■ **WORK INSTRUCTIONS**
Convert the records, from the line containing "of the standing" through the end of the records, both ends included, into a Markdown table with the columns Row and Line. Omit blank lines.

##### LISTED ENTRIES #####

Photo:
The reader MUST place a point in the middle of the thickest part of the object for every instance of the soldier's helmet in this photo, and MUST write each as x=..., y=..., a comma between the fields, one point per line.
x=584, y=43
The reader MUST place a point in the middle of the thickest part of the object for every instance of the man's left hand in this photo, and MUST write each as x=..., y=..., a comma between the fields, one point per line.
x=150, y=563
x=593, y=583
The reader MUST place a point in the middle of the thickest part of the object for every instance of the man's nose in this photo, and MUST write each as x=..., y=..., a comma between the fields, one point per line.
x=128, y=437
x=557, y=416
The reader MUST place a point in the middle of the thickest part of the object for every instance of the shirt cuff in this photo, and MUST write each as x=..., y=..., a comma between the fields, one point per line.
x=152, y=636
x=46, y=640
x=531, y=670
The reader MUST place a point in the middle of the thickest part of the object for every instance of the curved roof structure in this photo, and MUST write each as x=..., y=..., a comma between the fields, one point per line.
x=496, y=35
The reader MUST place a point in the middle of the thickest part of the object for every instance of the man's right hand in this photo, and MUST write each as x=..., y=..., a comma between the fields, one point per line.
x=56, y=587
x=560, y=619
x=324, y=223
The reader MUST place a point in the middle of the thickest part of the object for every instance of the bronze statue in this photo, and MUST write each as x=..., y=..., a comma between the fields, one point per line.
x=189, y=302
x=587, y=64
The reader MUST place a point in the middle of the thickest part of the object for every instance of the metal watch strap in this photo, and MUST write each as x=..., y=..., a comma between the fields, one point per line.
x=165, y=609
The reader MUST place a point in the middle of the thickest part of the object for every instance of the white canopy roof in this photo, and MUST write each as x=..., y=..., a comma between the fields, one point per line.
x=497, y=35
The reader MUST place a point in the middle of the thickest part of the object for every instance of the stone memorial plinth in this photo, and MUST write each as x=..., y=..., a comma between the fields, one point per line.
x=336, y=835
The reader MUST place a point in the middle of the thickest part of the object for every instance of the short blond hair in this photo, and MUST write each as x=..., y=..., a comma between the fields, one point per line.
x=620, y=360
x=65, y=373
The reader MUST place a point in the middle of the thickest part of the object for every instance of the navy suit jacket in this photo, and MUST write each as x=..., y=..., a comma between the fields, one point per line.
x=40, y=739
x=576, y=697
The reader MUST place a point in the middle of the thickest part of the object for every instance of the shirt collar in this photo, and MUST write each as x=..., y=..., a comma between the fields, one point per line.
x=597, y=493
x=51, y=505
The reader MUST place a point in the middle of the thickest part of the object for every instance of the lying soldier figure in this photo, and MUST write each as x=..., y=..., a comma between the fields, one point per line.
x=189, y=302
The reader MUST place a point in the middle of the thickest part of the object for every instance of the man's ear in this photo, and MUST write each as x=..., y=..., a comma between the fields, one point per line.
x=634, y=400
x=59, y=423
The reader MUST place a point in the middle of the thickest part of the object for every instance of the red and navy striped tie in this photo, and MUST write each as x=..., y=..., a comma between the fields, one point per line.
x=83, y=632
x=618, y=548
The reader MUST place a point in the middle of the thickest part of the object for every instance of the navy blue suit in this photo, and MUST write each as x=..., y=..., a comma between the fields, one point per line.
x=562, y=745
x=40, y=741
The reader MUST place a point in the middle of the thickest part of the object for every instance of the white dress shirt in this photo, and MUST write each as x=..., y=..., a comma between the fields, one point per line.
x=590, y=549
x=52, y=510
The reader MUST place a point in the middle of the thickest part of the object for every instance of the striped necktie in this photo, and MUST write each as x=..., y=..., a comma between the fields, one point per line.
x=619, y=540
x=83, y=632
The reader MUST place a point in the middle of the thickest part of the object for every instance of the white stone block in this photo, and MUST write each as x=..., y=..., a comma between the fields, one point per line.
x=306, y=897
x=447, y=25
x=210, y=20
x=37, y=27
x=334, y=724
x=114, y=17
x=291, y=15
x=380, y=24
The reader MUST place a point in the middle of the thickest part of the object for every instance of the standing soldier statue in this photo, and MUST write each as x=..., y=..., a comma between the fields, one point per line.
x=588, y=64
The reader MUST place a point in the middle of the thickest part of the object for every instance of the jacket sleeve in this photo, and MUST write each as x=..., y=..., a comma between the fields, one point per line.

#####

■ **SOLUTION**
| Row | Line |
|---|---|
| 1 | The reader MUST place a point in the middle of the thickest part of the object for every instance of the standing soldier statue in this photo, and MUST write each as x=..., y=..., a comma between the fields, one point per line. |
| 2 | x=588, y=64 |
| 3 | The reader MUST place a point in the middle of the thickest part of the object for every instance of the jacket sleeve in this photo, and MUST write each as x=..., y=..., a comma between the fields, one point per line. |